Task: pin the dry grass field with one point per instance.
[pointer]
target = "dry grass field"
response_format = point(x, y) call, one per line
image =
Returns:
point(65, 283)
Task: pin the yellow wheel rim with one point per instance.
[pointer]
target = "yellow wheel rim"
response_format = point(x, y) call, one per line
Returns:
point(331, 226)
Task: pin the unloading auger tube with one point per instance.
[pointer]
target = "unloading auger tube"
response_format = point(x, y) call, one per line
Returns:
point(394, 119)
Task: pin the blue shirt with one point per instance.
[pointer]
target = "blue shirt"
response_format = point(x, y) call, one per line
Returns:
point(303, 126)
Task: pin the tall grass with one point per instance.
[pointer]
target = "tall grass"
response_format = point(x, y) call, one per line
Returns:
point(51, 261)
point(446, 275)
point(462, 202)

==

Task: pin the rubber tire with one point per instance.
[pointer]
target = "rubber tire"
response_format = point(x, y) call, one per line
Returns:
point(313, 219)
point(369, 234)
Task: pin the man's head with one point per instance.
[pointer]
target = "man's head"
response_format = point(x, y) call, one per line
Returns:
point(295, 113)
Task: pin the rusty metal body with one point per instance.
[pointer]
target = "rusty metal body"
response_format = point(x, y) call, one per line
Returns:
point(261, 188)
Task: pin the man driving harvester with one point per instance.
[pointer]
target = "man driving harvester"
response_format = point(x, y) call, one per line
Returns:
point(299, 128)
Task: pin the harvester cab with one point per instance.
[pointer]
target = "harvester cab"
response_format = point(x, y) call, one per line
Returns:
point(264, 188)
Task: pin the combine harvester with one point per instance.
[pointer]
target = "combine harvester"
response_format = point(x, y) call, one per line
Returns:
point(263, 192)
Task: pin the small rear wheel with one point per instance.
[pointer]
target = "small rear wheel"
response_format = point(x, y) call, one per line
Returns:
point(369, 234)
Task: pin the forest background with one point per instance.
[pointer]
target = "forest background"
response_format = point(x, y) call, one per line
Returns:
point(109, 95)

==

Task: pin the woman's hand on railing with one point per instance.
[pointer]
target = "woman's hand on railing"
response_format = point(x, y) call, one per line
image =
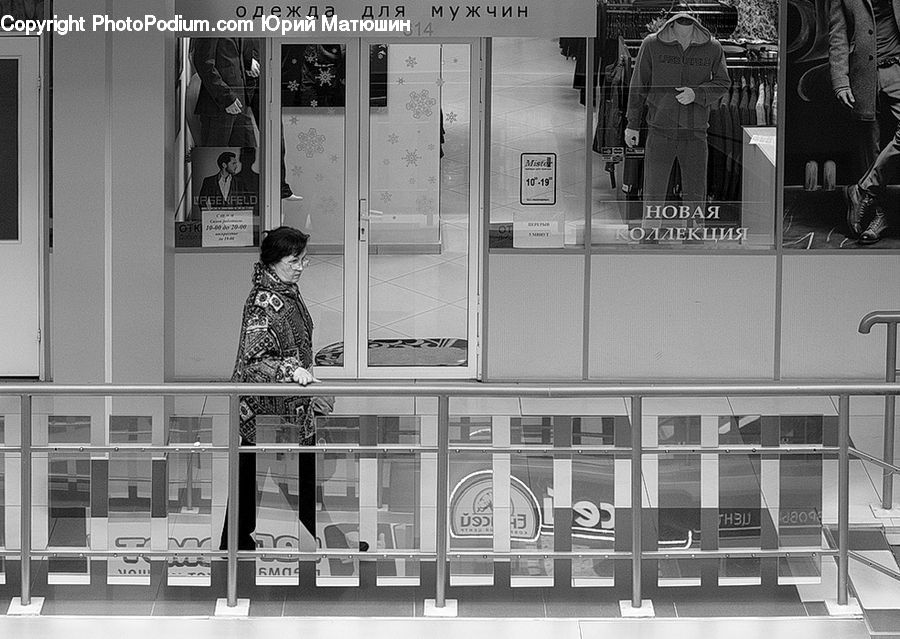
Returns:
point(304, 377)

_WHAT TO WORK ON:_
Reproduce everything from the line containing "Task: pin the forest" down to the line containing "point(109, 95)", renaming "forest" to "woodland" and changing nothing else.

_FULL ANSWER:_
Task: pin the woodland background with one point per instance.
[pointer]
target = "woodland background"
response_format = point(x, y) call, one per line
Returns:
point(109, 95)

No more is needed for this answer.